-- Opening Marker --

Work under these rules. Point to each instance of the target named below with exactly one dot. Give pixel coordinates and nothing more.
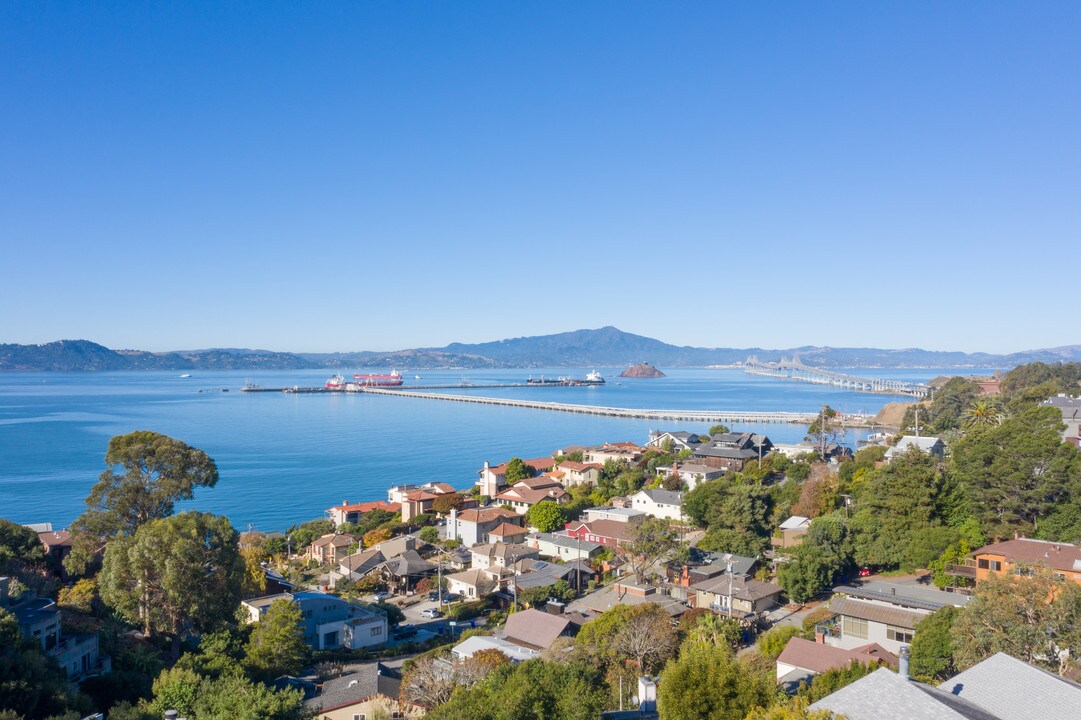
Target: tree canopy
(175, 574)
(147, 475)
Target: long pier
(851, 420)
(797, 371)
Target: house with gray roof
(881, 612)
(933, 447)
(561, 546)
(663, 504)
(536, 629)
(369, 691)
(1000, 688)
(329, 621)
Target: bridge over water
(851, 420)
(797, 371)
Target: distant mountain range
(606, 347)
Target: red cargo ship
(394, 380)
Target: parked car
(404, 630)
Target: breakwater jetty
(851, 420)
(797, 371)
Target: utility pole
(578, 562)
(730, 588)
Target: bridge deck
(853, 420)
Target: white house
(933, 447)
(664, 504)
(691, 474)
(329, 622)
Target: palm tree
(984, 413)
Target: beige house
(331, 548)
(579, 474)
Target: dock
(795, 370)
(851, 420)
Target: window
(854, 627)
(898, 634)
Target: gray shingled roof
(354, 687)
(885, 695)
(1015, 690)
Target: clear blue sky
(338, 176)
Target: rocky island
(641, 370)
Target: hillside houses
(471, 527)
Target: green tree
(1017, 472)
(1032, 616)
(147, 475)
(825, 429)
(932, 651)
(546, 517)
(772, 642)
(517, 469)
(175, 575)
(902, 502)
(707, 681)
(830, 681)
(654, 542)
(535, 690)
(809, 572)
(277, 644)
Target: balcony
(964, 570)
(829, 628)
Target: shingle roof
(1012, 689)
(361, 562)
(356, 687)
(664, 496)
(885, 695)
(818, 657)
(486, 515)
(875, 613)
(534, 628)
(1057, 556)
(743, 588)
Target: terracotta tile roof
(819, 657)
(578, 467)
(532, 495)
(368, 507)
(1056, 556)
(488, 514)
(55, 538)
(343, 540)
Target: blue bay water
(284, 458)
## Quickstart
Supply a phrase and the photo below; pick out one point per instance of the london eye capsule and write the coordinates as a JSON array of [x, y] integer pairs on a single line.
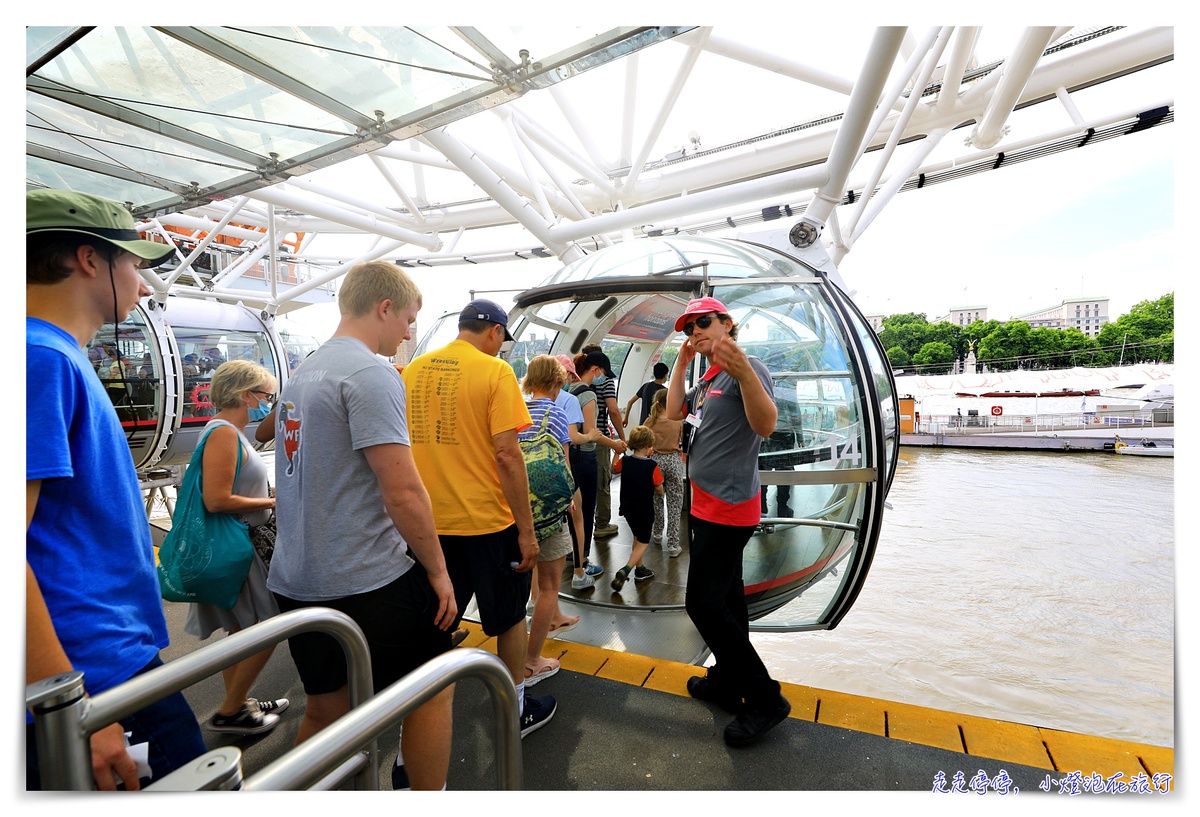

-- Closing Marker --

## Task prompt
Look through the records above for the string "below", then copy every line that has it.

## Task answer
Work under these rules. Point to each instance of the target named below with exactly one dot. Give pixel coordinates and nothing more.
Supply a phrase and the photo below; pick out one point per instance of the london eye capsule and write the coordinates as a JSON array of [x, y] integer pairs on a single line.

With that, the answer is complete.